* AIM OF THE EXERCISE *
Write out every entry exactly as it appears.

* DATA RECORDS *
▽

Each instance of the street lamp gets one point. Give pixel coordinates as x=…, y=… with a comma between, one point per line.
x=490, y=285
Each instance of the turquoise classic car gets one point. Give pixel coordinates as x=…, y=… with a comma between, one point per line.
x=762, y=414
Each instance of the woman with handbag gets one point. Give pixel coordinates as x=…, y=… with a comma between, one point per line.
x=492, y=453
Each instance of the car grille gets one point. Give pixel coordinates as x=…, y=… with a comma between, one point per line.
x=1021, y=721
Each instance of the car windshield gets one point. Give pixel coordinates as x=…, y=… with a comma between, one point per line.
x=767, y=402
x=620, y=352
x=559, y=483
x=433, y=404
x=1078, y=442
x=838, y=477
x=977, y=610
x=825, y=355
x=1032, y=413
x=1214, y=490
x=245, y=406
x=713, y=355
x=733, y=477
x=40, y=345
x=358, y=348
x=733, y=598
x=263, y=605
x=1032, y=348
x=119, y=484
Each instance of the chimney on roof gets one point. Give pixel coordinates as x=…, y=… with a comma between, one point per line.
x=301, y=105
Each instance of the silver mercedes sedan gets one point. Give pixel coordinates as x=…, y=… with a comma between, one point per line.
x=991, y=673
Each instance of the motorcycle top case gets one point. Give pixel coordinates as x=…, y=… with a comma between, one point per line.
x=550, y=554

△

* WRITTEN SOLUTION *
Each instance of the street lamp gets one point. Give pixel coordinates as x=…, y=… with a comma between, one point per line.
x=490, y=285
Each instance of the turquoise classic car gets one point. Give pixel coordinates as x=…, y=… with a comma between, one point per line.
x=762, y=414
Each instance of the woman with handbag gets one point. Give pixel coordinates as x=…, y=… with a comma between, one point per line.
x=492, y=453
Each instance of the car grille gets one point. Give pixel coordinates as x=…, y=… with a comma between, one point per line.
x=1021, y=721
Each instance of the car windshield gets one point. Give pixel coordinates as x=…, y=… with a comma between, one point per line.
x=767, y=402
x=620, y=352
x=559, y=483
x=433, y=404
x=1078, y=442
x=838, y=477
x=977, y=610
x=825, y=355
x=1032, y=413
x=1214, y=490
x=245, y=406
x=713, y=355
x=733, y=477
x=40, y=345
x=358, y=348
x=733, y=598
x=263, y=605
x=1032, y=348
x=119, y=484
Each instance of the chimney on roof gets one point. Give pixel coordinates as x=…, y=… with a comma between, one point per line.
x=301, y=105
Each instance of the silver mercedes sedan gets one point. Give pixel coordinates as x=…, y=… with a comma between, one point per line.
x=991, y=673
Each instance of the motorcycle top case gets one point. Give pixel coordinates as x=…, y=… with a comma between, one point per line.
x=550, y=554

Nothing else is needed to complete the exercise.